# TASK TO COMPLETE
Rewrite the material below from the line with "Expected output: one point per instance of the shipping" through the last line of the material, including both of those lines and every request line between them, and shift each x and y coordinate in the answers by adding 142 to it.

==== LISTED ENTRIES ====

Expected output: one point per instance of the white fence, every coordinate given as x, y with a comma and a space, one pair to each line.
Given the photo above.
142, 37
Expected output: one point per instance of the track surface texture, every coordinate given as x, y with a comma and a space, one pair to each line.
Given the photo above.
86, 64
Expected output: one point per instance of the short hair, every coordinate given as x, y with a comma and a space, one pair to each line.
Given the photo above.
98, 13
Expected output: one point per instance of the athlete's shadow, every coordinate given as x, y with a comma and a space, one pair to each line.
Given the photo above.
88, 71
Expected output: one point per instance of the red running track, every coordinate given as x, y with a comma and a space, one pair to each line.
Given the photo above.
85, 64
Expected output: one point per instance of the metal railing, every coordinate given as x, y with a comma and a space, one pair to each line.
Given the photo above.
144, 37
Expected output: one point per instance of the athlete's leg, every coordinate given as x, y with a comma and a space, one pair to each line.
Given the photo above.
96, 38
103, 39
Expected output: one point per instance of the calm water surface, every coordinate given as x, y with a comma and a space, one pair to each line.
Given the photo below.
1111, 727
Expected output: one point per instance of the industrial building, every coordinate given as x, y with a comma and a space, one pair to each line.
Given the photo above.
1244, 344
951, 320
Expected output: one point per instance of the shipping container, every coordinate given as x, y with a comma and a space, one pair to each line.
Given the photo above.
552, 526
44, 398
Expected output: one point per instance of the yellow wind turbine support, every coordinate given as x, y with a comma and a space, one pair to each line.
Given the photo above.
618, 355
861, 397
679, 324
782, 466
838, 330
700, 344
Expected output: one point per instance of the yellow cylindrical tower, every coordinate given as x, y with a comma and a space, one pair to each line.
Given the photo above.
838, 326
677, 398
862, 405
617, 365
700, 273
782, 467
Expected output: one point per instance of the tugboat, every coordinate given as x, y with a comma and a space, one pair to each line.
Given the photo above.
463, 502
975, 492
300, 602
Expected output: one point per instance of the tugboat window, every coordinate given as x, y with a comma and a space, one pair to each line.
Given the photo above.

====

# CORRECT ANSWER
Expected output: one point per instance of the shipping container, every coordinate given as x, y with a comma and a space, one pair to each line.
Given the photo above.
694, 668
186, 540
Expected output: one point per instance of the yellow wind turbine support, every coordinate given as x, y with a comma and a space, one pair to each line.
Given the photo above.
760, 497
1003, 539
821, 466
924, 608
980, 472
842, 486
Expected output: one point per instance of the yellow cylindrical tower, every coordinate given as x, y with a comma and a space, one pair to each line.
Given the photo above.
980, 468
819, 540
1004, 547
759, 507
842, 415
924, 609
Expected output: one point per instance of the tugboat, every coordinate given as x, y with a comma and a space, one pair to each line.
Given the photo above.
605, 644
1117, 634
442, 744
Expected output: one point per instance of the tugboat window, every coordinate given as x, y with a comma and a space, one pair to each line.
Given the photo above.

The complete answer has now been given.